____ RECORDS SUPPLIED

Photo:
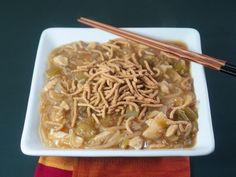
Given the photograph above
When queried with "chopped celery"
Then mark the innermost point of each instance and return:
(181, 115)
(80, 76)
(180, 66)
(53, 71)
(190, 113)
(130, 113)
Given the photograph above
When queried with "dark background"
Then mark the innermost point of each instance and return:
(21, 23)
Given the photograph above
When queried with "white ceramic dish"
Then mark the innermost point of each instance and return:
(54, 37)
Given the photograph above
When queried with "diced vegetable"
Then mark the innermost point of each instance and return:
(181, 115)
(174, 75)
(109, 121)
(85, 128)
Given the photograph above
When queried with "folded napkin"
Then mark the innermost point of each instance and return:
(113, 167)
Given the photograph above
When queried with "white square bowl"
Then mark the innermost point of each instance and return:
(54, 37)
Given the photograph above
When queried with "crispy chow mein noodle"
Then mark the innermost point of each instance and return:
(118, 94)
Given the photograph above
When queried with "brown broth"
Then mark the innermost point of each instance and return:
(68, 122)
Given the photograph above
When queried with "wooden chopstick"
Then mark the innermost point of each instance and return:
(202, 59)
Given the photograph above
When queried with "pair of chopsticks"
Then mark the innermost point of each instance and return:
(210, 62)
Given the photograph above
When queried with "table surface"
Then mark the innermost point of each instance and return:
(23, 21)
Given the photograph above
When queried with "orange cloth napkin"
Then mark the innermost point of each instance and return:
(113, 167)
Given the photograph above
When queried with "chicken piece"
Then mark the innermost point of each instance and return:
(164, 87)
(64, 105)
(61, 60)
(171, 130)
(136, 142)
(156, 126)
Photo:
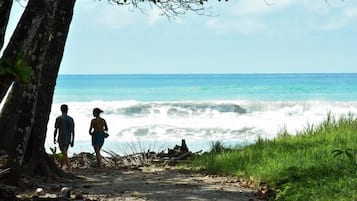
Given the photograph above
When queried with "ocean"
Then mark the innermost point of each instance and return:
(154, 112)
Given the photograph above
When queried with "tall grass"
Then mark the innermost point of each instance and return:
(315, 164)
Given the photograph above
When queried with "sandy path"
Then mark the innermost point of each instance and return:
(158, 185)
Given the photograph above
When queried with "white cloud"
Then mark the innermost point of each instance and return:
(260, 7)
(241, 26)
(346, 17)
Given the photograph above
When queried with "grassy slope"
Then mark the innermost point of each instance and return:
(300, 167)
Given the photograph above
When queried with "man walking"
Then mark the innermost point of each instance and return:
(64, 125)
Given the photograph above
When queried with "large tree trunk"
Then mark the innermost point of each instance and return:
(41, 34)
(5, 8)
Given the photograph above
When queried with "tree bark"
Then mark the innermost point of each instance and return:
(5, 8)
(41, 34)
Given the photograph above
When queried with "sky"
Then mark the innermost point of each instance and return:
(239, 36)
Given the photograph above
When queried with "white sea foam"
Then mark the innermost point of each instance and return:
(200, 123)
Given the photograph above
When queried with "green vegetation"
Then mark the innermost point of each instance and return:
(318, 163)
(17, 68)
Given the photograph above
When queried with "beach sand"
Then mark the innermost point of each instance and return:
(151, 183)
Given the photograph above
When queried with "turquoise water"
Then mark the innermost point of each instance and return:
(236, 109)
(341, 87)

________
____ RECORDS SUPPLIED

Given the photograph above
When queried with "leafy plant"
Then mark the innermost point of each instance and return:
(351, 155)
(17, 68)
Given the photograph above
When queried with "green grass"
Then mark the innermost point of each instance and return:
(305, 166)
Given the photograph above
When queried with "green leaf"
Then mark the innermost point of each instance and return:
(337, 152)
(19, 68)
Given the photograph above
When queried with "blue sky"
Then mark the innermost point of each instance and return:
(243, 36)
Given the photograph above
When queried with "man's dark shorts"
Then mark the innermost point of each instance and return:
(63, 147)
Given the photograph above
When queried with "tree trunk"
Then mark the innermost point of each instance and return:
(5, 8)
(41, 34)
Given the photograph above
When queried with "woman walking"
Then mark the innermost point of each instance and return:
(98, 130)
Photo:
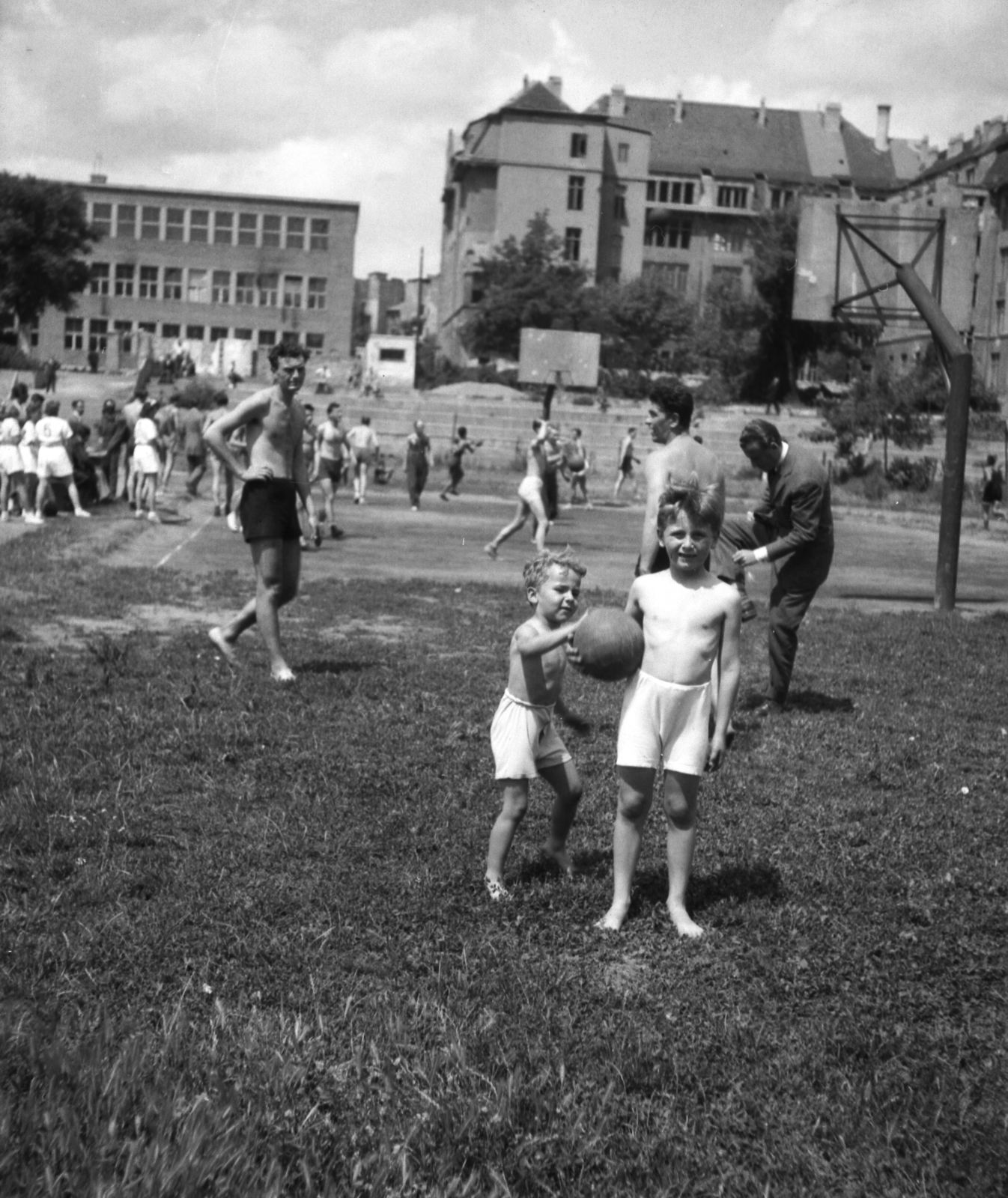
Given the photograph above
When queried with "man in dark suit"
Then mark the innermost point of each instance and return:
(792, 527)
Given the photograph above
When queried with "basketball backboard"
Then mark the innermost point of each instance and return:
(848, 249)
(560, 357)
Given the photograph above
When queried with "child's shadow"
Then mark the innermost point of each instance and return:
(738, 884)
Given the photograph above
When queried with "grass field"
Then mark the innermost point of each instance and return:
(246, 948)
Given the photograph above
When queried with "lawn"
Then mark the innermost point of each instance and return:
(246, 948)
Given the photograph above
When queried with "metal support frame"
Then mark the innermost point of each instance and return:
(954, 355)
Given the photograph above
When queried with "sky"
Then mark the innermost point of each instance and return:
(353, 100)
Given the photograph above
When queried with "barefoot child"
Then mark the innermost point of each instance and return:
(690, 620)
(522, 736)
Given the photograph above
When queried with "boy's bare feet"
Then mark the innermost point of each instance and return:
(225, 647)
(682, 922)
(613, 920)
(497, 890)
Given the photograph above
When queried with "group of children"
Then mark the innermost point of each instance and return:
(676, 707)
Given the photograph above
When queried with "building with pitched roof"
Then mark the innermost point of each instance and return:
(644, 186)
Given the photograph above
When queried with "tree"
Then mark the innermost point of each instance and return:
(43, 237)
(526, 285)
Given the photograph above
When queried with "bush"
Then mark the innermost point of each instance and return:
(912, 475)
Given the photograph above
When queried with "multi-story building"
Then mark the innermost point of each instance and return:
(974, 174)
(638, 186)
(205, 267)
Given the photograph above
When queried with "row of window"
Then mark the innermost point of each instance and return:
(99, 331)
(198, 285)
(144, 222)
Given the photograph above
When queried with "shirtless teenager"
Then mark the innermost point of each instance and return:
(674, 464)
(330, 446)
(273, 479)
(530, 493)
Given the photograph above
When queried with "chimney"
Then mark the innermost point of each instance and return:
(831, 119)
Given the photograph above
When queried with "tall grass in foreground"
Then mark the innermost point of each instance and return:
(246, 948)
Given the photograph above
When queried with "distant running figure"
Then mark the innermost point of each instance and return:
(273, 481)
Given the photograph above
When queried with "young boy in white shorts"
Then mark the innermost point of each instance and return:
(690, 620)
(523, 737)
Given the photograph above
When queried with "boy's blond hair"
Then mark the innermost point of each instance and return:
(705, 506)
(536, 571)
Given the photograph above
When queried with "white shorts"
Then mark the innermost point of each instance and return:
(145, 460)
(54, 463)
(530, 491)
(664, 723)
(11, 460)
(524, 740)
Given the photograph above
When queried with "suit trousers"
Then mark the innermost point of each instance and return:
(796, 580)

________

### YOUR GOAL
If a line above holds the string "walking", copy it out.

### EXPECTED ANSWER
When queried with "man walking"
When queried with "woman walking"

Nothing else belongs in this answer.